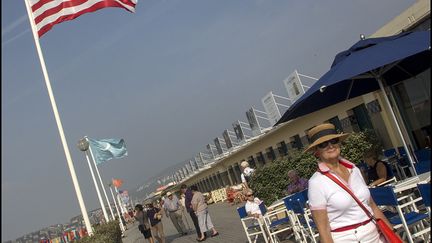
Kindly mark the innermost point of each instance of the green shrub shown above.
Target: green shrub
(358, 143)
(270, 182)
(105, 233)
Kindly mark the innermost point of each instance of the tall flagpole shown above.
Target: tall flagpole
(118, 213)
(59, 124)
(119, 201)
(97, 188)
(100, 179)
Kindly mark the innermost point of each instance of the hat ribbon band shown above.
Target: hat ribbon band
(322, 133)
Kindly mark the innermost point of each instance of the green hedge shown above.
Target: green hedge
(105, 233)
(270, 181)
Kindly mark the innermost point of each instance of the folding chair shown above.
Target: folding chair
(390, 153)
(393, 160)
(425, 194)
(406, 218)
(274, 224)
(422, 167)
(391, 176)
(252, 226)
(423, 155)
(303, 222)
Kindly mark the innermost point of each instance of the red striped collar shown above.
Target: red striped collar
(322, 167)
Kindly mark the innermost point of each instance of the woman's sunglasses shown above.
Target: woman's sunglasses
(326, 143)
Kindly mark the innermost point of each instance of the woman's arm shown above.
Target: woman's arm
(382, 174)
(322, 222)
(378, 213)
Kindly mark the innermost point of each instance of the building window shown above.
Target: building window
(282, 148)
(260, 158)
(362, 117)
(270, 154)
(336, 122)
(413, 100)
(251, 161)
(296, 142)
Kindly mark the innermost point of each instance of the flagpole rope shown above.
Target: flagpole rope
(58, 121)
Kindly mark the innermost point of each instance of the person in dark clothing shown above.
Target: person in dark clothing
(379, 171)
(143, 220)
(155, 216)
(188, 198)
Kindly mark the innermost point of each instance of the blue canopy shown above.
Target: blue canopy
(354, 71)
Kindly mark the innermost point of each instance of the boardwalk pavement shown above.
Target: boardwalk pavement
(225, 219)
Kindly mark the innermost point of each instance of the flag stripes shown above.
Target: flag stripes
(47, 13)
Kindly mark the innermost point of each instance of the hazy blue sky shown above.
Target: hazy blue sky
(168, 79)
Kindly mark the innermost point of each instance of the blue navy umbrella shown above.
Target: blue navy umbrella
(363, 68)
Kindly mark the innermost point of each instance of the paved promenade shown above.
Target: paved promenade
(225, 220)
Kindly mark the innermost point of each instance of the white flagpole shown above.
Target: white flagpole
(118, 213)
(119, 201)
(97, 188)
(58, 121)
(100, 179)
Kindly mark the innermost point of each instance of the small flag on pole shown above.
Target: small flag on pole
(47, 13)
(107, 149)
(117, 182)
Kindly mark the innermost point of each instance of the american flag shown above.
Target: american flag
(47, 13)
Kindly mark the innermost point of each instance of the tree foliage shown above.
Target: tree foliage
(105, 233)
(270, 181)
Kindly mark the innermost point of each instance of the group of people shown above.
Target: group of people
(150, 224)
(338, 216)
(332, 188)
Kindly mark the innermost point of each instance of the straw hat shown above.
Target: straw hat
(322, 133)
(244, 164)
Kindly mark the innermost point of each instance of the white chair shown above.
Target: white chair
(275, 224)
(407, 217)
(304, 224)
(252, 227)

----------

• _Assigned task_
Copy the records above exactly, beginning at the line that contains "Target: green hedge" and stopping after the line that contains "Kindly mark the innermost point of each instance of the person".

• _Problem solution_
Target: green hedge
(105, 233)
(270, 181)
Kindly mark the innermost point of each instance of the folding chair shown above.
Target: folding chair
(390, 153)
(393, 160)
(425, 194)
(406, 218)
(274, 224)
(422, 167)
(391, 176)
(252, 226)
(423, 155)
(303, 222)
Kindly mark the innermost point of each instance of the red striped collar shown above.
Target: red striped collar
(322, 167)
Kindly mark the innermost point of each instance of the woman's sunglasses shown above.
Target: woman's sunglasses
(326, 143)
Kindly mark the innermost point of each instance of the woman's arm shown above.
Target: woman's arm
(382, 174)
(322, 222)
(378, 213)
Kindly mark the innermost point of each instance of the building window shown above.
Target: building window
(282, 148)
(260, 158)
(362, 117)
(270, 154)
(336, 122)
(413, 100)
(251, 161)
(296, 142)
Kindly mark the innermost point of each instance of the flagpole rope shown above.
Target: flagpole rope
(58, 121)
Kindly mark the innermost point of each instance of the person in dark clothing shown above.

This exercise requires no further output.